Write out the following lines exactly as they appear, from start to finish.

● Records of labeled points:
▽
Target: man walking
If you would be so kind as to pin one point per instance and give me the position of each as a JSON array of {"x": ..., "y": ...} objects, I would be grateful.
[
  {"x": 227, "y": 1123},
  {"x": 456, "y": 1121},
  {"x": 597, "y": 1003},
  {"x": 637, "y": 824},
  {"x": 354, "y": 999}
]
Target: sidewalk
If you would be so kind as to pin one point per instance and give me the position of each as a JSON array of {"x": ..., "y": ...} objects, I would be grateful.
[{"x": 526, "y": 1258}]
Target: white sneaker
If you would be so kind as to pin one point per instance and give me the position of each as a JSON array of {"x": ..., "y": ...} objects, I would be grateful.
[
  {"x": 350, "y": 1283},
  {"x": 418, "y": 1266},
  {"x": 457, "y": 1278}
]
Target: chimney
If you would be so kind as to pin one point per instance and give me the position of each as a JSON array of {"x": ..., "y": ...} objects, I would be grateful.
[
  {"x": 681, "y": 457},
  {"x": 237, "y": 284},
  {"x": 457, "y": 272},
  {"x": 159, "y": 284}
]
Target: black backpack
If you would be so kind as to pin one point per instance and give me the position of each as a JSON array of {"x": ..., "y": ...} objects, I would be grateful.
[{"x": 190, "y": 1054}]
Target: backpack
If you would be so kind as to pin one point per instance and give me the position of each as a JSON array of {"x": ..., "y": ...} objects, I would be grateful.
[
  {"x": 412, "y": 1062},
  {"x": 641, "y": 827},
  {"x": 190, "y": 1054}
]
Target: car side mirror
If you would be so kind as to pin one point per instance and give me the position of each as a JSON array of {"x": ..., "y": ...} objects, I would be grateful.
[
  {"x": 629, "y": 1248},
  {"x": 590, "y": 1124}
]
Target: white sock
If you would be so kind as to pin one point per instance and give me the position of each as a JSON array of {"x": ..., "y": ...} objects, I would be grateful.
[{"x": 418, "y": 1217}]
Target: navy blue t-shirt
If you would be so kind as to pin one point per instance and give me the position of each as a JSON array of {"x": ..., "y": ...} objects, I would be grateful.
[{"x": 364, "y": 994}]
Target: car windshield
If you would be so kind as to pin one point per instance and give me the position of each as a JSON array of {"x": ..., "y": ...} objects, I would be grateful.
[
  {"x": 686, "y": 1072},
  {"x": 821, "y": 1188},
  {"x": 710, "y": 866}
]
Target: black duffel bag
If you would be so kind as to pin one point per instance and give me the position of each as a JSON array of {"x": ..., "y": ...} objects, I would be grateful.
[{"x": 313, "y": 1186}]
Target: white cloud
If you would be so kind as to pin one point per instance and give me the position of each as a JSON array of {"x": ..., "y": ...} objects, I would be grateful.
△
● Response to the exercise:
Target: man walking
If you would be so kind as to pin one point per instance and give me the position of each as a JSON array of {"x": ..., "y": ...} objects, I would be grateful.
[
  {"x": 227, "y": 1123},
  {"x": 456, "y": 1121},
  {"x": 597, "y": 1003},
  {"x": 637, "y": 824},
  {"x": 354, "y": 999}
]
Target: sidewalk
If you would be so kind as to pin one point per instance and give me the position of each as a JSON array of {"x": ..., "y": ...} objects, I would be grateful.
[{"x": 526, "y": 1258}]
Target: white sneaker
If you would be so kind as to pin one point per instance and give me the position of each as a JSON array of {"x": ..., "y": ...} objects, I would be grateful.
[
  {"x": 350, "y": 1283},
  {"x": 418, "y": 1266},
  {"x": 457, "y": 1278}
]
Target: chimney
If you would be so kind as to pin one point per instance and give me the position of each as a JSON array of {"x": ..., "y": ...} objects, I would be grateful.
[
  {"x": 681, "y": 457},
  {"x": 237, "y": 284},
  {"x": 457, "y": 272},
  {"x": 159, "y": 284}
]
Target: black backpack
If you would be so kind as to pin one point per instance and give me the position of each as a JSON array of {"x": ..., "y": ...} objects, I would be grateful.
[{"x": 190, "y": 1054}]
Target: backpack
If you would be so kind as to pin one point per instance and give me the position of each as a JSON array of {"x": ..., "y": ...} objects, I would be grateful.
[
  {"x": 412, "y": 1062},
  {"x": 641, "y": 827},
  {"x": 190, "y": 1054}
]
Target: car side mirror
If you would be so kind as to pin one point per instance and give me the position of each as a JSON array of {"x": ..., "y": ...} objects, I would be grateful.
[
  {"x": 629, "y": 1248},
  {"x": 590, "y": 1124}
]
Target: white sock
If you would be so kind as to pin one point per instance and give me the position of each as a JSON array of {"x": ..., "y": ...} objects, I would be grateful.
[{"x": 418, "y": 1217}]
Target: navy blue t-shirt
If you would be so kind as to pin one point per instance and give me the position of each as a JSON array of {"x": ..., "y": ...} objects, I would be grateful.
[{"x": 364, "y": 994}]
Target: car windshield
If you would be so kind as to pin one point per instance and give me the position of each as a JSON array of {"x": ..., "y": ...} objects, I would be grateful.
[
  {"x": 686, "y": 1072},
  {"x": 821, "y": 1188},
  {"x": 710, "y": 866}
]
Target: black duffel bag
If you would be so kind as to pin one point per instance and give me the position of each as a JSON array of {"x": ..., "y": ...} objects, I would be grateful.
[{"x": 313, "y": 1186}]
Target: white cloud
If you would be so kind as to pin one point per instance and give me the position of each as a JSON array of {"x": ..., "y": ...} objects, I would be grateful.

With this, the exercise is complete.